* _Exercise_:
From the listing below, copy only the lines from the line that contains "Target: suspension spring" to the line that contains "[[216, 272]]", counting those two lines as part of the copy.

* _Data shown_:
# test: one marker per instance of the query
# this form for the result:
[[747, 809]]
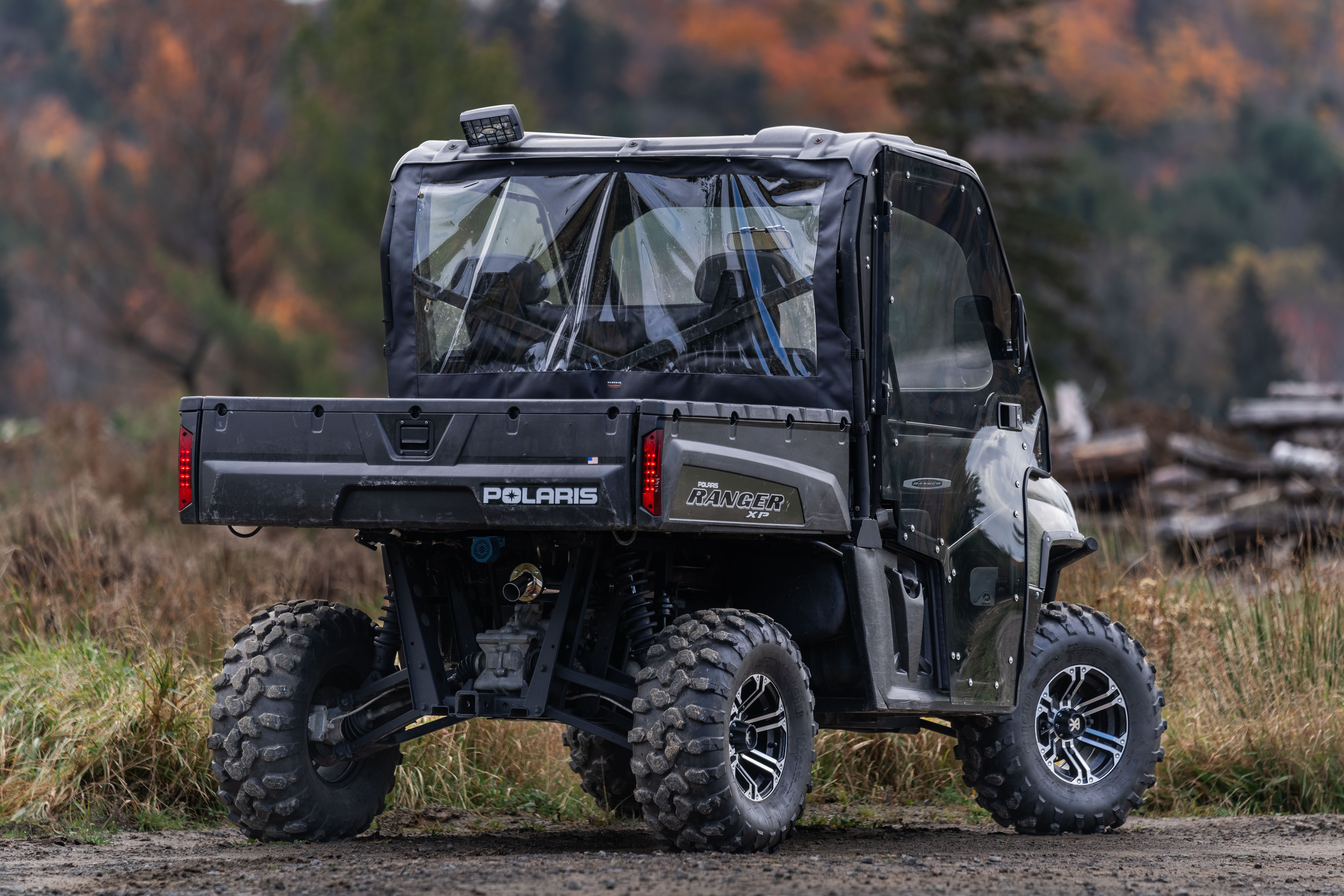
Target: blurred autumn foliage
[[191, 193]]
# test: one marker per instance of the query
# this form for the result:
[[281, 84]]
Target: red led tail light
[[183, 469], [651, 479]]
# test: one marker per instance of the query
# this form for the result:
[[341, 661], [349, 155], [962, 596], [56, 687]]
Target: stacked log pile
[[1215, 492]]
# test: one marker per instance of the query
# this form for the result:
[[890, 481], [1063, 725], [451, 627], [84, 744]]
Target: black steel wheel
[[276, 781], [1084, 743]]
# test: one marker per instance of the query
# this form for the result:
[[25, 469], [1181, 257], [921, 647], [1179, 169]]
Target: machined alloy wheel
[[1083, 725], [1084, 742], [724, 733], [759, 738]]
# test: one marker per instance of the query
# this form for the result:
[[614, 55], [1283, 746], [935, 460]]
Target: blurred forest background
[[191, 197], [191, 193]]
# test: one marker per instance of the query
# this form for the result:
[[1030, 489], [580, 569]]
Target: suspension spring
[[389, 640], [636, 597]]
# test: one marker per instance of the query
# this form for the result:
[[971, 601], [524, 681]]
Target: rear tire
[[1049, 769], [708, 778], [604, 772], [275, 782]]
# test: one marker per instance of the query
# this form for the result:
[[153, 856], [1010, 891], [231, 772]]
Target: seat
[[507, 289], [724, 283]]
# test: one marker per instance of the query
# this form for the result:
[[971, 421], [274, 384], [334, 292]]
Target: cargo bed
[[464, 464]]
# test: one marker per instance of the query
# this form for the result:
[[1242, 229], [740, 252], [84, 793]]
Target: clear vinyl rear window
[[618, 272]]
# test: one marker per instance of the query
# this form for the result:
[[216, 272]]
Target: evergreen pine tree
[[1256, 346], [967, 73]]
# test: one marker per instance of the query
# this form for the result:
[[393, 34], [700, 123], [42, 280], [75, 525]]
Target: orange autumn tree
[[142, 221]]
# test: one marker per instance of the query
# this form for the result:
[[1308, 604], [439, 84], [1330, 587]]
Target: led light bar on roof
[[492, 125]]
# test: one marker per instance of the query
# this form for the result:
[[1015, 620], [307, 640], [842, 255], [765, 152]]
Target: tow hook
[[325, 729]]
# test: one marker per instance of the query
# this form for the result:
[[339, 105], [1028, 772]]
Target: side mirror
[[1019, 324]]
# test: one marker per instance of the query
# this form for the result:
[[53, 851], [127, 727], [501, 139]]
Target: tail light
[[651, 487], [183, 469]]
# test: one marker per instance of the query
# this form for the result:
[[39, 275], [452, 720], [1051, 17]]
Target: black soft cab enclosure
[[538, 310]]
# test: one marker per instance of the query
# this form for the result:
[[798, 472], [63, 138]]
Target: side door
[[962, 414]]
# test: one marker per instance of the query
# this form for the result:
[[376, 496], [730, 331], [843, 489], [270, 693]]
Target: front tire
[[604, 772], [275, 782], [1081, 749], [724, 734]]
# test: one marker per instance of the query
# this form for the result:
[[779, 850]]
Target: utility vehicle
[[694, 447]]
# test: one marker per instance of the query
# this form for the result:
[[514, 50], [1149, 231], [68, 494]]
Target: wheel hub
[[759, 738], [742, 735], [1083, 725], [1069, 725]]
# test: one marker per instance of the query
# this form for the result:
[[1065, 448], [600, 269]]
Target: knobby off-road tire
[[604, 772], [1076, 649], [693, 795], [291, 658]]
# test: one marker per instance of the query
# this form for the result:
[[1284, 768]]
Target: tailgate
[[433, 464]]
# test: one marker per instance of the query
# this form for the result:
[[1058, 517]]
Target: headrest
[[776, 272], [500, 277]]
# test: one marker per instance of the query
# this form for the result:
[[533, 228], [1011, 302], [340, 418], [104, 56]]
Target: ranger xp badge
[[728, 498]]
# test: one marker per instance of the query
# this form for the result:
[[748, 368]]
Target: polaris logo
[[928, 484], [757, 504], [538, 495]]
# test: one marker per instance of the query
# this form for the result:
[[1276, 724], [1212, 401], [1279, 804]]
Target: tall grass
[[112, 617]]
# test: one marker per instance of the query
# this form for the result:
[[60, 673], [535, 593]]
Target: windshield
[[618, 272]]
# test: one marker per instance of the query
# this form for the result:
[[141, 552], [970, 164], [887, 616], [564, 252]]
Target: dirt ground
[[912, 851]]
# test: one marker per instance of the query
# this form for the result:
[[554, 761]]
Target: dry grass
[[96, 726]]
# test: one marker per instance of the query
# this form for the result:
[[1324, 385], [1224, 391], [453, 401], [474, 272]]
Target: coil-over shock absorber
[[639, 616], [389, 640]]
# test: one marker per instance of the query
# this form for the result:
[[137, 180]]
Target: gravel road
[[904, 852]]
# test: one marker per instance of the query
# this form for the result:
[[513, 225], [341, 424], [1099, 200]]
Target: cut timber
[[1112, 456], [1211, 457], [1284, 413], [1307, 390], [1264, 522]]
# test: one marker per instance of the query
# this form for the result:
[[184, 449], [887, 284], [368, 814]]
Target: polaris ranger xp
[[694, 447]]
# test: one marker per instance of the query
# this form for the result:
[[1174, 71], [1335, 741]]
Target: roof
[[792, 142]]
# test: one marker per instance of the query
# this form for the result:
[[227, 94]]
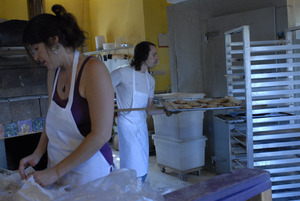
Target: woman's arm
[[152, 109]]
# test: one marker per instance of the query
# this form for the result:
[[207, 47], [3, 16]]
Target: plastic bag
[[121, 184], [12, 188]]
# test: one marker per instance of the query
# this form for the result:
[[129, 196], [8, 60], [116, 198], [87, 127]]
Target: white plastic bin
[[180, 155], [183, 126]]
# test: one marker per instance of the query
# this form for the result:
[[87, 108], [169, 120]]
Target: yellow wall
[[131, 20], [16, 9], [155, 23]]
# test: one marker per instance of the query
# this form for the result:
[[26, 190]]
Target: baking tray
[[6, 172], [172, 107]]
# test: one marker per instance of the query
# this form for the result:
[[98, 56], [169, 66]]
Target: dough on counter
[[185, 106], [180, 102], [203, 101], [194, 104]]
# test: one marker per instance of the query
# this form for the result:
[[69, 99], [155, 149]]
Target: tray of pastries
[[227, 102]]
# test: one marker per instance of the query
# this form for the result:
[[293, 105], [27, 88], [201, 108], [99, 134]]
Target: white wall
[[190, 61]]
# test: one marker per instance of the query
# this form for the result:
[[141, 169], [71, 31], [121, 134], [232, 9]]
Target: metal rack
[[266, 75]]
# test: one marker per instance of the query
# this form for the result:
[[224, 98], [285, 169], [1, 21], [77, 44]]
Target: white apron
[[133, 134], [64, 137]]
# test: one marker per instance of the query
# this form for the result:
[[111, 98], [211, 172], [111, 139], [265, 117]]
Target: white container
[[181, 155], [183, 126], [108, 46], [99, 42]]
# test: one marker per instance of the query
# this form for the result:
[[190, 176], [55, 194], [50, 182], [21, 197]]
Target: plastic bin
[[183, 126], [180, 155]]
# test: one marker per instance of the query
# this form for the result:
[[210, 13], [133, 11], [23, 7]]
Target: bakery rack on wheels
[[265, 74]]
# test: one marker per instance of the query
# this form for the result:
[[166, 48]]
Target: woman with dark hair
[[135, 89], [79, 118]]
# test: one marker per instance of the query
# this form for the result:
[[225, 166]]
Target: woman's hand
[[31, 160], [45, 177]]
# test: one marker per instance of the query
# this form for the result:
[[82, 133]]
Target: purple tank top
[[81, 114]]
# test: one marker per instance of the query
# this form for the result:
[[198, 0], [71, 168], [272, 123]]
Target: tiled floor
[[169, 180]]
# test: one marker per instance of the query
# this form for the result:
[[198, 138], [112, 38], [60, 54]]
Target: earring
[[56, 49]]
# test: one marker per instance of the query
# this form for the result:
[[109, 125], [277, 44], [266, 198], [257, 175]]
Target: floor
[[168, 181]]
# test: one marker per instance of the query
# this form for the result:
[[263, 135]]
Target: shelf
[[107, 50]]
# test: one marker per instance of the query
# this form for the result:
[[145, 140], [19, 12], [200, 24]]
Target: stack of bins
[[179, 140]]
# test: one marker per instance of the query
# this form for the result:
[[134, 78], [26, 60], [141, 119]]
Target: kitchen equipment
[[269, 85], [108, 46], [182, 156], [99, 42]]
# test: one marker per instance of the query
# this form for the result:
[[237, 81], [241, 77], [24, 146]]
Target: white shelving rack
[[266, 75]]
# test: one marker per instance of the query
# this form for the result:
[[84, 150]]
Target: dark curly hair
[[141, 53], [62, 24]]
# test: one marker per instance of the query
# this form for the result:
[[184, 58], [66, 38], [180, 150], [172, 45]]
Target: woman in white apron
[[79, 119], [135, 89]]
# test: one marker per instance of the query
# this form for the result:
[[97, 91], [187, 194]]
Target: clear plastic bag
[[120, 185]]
---
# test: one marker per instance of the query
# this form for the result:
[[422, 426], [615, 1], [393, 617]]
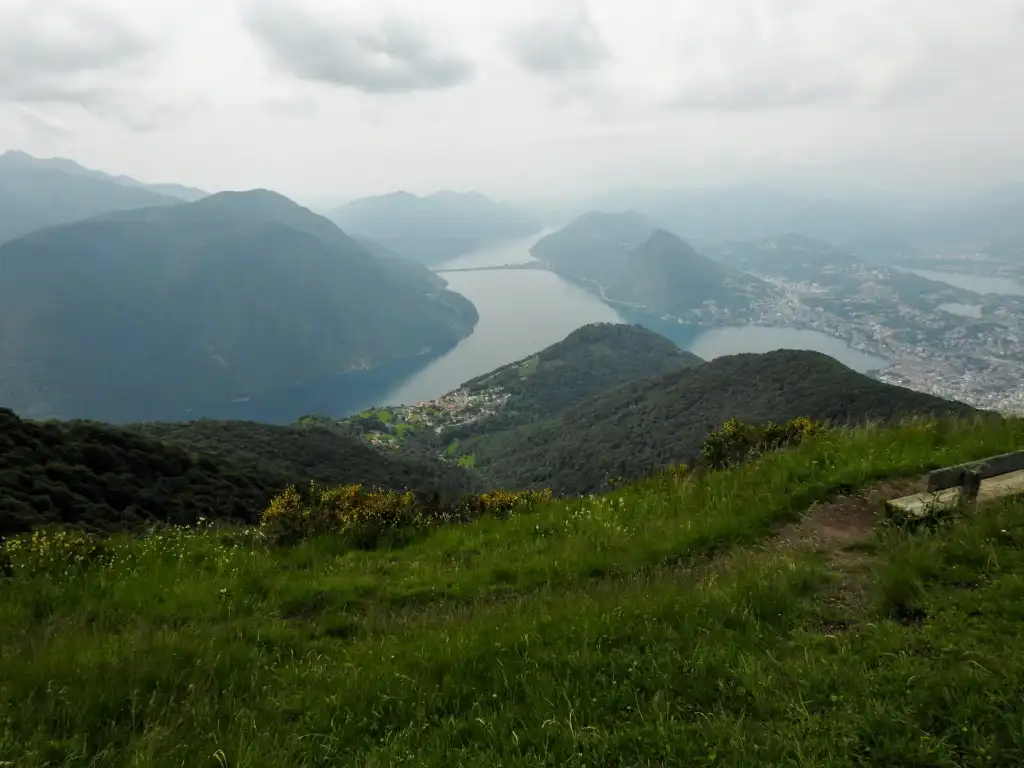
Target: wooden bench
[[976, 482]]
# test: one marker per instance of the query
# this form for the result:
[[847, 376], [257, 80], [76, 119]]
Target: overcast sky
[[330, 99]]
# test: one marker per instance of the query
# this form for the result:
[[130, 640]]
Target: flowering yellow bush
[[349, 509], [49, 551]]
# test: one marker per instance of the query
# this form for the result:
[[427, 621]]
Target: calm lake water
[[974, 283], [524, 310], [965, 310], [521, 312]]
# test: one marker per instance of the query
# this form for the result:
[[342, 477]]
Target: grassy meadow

* _Worked solution_:
Target: suspension spring
[[389, 640], [636, 597]]
# test: one marker per instance of the query
# this form for the result:
[[971, 601], [524, 681]]
Target: rear tire
[[1049, 769], [708, 778], [604, 772], [275, 782]]
# test: one marker per instance of the query
# this form for the result:
[[153, 856], [1010, 891], [231, 772]]
Target: seat
[[507, 289], [724, 283]]
# test: one marker per instance of the query
# this form for the result:
[[971, 421], [274, 384], [334, 292]]
Target: cargo bed
[[464, 464]]
# test: one marker per instance of the query
# this form for the result:
[[1242, 229], [740, 252], [84, 793]]
Target: clear vinyl rear window
[[618, 272]]
# test: one marker per instance of the query
# this form for the result:
[[216, 272]]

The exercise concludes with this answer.